YOUR GOAL. Rewrite the material below with every instance of "jacket" changed to "coat", keeping everything else the same.

EXERCISE MATERIALS.
·····

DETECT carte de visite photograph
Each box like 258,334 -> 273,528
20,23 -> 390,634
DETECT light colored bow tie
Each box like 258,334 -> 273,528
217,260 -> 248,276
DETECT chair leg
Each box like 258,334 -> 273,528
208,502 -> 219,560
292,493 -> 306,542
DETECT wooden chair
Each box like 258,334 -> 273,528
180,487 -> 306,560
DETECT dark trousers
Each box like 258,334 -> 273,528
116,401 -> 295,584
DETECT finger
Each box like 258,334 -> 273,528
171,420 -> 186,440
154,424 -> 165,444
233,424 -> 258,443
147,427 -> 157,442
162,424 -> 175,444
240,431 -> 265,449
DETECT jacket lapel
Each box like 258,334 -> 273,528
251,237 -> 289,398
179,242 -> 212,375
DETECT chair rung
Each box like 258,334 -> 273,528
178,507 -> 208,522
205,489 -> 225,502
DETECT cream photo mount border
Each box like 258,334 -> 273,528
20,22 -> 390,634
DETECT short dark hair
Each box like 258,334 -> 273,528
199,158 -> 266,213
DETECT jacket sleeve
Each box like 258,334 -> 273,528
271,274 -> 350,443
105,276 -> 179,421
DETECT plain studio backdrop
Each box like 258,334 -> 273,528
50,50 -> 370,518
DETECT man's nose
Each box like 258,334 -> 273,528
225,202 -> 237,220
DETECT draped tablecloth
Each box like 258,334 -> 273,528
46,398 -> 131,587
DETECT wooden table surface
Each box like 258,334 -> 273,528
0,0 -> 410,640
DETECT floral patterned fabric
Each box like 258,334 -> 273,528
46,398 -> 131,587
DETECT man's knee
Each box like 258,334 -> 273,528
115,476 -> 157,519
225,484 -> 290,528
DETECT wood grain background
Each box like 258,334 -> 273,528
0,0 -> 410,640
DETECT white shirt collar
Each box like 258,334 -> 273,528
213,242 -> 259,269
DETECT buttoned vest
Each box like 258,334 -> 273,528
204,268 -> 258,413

·····

IN RESPONSE.
DETECT carte de visite photograph
Each box like 258,334 -> 273,528
20,23 -> 390,634
DETECT light colored bow tie
Each box like 258,334 -> 273,528
217,260 -> 248,276
DETECT chair leg
Each box like 258,334 -> 273,528
208,502 -> 219,560
292,493 -> 306,542
DETECT wooden chair
Each box like 258,334 -> 273,528
180,487 -> 306,560
DETECT dark trousers
Each box like 258,334 -> 273,528
116,401 -> 295,584
DETECT finger
Each box like 258,334 -> 273,528
171,420 -> 186,440
154,424 -> 165,444
233,424 -> 258,443
147,427 -> 157,442
162,424 -> 175,444
240,431 -> 265,449
DETECT coat lapel
Each box like 258,334 -> 273,528
251,237 -> 289,398
179,242 -> 212,375
DETECT chair rung
Each box like 258,334 -> 273,528
178,507 -> 208,522
205,489 -> 225,502
DETECT cream photo mount border
Each box like 258,334 -> 273,528
20,22 -> 390,634
DETECT short dark hair
Each box like 258,334 -> 273,528
199,158 -> 266,213
DETECT coat sleeve
Each box like 258,334 -> 273,528
271,274 -> 350,443
105,276 -> 179,421
DETECT plain studio backdrop
Each box like 258,334 -> 273,528
50,50 -> 370,518
DETECT man's nose
Each box like 258,334 -> 273,528
225,202 -> 237,220
DETECT draped tablecloth
Each box like 258,334 -> 273,528
46,398 -> 131,587
DETECT wooden table surface
Each box like 258,334 -> 273,528
0,0 -> 410,640
DETECT floral patterned fabric
Each box like 258,334 -> 273,528
46,398 -> 131,587
DETECT man's knee
Each box like 258,334 -> 273,528
115,476 -> 157,519
225,484 -> 290,528
DETECT wood grain background
Each box like 258,334 -> 273,528
0,0 -> 410,640
DETECT white shirt collar
Each box like 258,334 -> 273,528
213,242 -> 259,269
DETECT buttoned vest
Each box like 258,334 -> 273,528
204,268 -> 258,413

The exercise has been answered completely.